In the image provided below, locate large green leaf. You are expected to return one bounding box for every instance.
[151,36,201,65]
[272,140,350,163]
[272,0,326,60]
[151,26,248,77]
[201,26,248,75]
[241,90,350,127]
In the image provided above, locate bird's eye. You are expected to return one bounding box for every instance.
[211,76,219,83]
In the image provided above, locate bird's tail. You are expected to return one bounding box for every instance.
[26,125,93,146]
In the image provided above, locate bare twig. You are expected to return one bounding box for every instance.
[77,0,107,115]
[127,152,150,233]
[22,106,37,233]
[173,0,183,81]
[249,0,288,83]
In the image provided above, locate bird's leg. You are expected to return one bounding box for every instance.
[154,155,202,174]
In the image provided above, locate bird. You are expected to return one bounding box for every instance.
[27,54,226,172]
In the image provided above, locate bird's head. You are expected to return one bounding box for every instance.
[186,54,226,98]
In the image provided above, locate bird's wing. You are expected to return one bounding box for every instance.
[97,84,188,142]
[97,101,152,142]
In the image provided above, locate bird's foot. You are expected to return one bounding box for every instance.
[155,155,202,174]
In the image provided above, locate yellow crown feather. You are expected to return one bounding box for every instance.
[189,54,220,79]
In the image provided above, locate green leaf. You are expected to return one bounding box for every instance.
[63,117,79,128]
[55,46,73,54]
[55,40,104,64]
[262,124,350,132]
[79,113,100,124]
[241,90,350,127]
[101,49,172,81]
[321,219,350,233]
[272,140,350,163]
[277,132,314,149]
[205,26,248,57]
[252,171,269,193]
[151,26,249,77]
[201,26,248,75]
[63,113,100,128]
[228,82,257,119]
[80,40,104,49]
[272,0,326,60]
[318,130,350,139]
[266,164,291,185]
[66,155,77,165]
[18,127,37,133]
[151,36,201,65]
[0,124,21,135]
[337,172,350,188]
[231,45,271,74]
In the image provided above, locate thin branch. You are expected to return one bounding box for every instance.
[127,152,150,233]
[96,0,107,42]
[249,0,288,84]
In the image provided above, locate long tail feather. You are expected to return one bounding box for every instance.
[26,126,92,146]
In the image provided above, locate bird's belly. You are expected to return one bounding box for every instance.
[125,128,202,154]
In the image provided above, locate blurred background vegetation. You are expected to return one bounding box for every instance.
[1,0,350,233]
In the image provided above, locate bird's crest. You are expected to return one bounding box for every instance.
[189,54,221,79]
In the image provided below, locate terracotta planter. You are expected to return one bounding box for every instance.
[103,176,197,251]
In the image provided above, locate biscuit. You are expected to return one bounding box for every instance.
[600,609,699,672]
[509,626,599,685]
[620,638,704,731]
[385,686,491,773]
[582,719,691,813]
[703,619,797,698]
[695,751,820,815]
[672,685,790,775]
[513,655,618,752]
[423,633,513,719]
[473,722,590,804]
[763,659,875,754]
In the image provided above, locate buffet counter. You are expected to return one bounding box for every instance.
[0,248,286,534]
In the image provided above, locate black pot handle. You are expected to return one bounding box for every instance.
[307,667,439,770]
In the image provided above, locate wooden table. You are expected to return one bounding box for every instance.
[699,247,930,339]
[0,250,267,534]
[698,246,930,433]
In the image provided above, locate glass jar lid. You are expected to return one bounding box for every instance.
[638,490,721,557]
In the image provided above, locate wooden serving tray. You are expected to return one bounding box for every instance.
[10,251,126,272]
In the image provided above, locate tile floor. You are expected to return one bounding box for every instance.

TASK TO COMPLETE> Copy the data above. Keep each line exact.

ANSWER SPACE>
In the image provided below, locate large green leaf. You are expected to return one bounding box for every instance.
[151,36,201,65]
[272,140,350,163]
[272,0,326,60]
[151,26,248,77]
[201,26,248,75]
[241,90,350,127]
In the image provided above, locate bird's eye. You are expected to return one bounding box for every instance.
[211,76,219,83]
In the image provided above, locate bird's tail. You are expected to return one bounding box for every instance.
[26,125,93,146]
In the image provided above, locate bare twig. You are expected to return one bounding box for every instance.
[77,0,107,115]
[127,152,150,233]
[22,106,37,233]
[173,0,183,81]
[249,0,288,83]
In the image provided above, locate bird's leg. You are expected to return one bounding box for every instance.
[154,155,202,174]
In the image provided above, locate bird. You are expected to return one bounding box for every instance.
[27,54,226,172]
In the image provided above, locate bird's head. You are expected to return one bounding box for every instance.
[186,54,226,98]
In the image provided above, locate bird's wing. You are expected to return one bounding box for every instance.
[97,84,188,142]
[97,101,152,142]
In the image provided above, locate bird's foot. You are expected to return one bounding box for every instance.
[155,155,202,174]
In the image provided above, locate yellow crown feather. You are expected to return one bounding box for every instance.
[189,54,220,79]
In the image provided above, locate green leaf. You are expected to return one bounding box for every instance.
[63,117,79,128]
[55,46,73,54]
[55,40,104,64]
[262,124,350,132]
[79,113,100,124]
[241,90,350,127]
[101,49,172,81]
[321,219,350,233]
[272,140,350,163]
[277,132,314,149]
[205,26,248,57]
[252,171,269,193]
[151,26,249,77]
[201,26,248,75]
[63,113,100,128]
[228,82,257,119]
[80,40,104,49]
[272,0,326,60]
[318,130,350,139]
[266,164,291,185]
[66,155,77,165]
[18,127,37,133]
[151,36,201,65]
[0,124,21,135]
[337,172,350,188]
[231,45,271,74]
In the image provided above, locate thin branch. You are expected to return one bounding box for every instance.
[127,152,150,233]
[96,0,107,42]
[249,0,288,84]
In the image provided above, locate long tail feather. You are expected to return one bounding box for every instance.
[26,126,92,146]
In the image provided above, locate bird's belly. You are expected to return one bounding box for every instance.
[125,128,202,154]
In the image provided above, locate blurred background vegetation. You are expected to return one bounding box for every instance.
[1,0,350,233]
In the image provided above, locate bird's crest. You are expected to return one bounding box for every instance.
[189,54,221,79]
In the image provided below, locate terracotta planter. You are expected to return one bounding box for every instance.
[103,176,197,251]
In the image provided above, locate biscuit. You are expected to return one bounding box for every instance.
[600,609,699,672]
[509,626,599,685]
[620,638,704,731]
[385,686,491,773]
[582,719,691,813]
[703,619,797,698]
[695,751,820,815]
[672,685,790,775]
[513,655,618,752]
[423,633,513,719]
[473,722,590,804]
[763,659,875,754]
In the image provided above, locate buffet counter. You are expected to return one bounding box for every instance.
[0,248,286,534]
In the image provided above, locate black pot handle. You are expected to return one bounding box for every instance.
[307,667,439,770]
In the image provided above, locate wooden table. You are expected to return one bounding box for every instance.
[699,247,930,339]
[0,250,267,534]
[698,246,930,433]
In the image provided above, locate glass jar lid. You are expected to return one bounding box for every instance.
[638,490,721,557]
In the image provided above, locate wooden serving tray. You are expected to return one bounding box for every instance.
[10,251,126,272]
In the image provided above, locate tile floor. You are expected to return one bounding box for every instance.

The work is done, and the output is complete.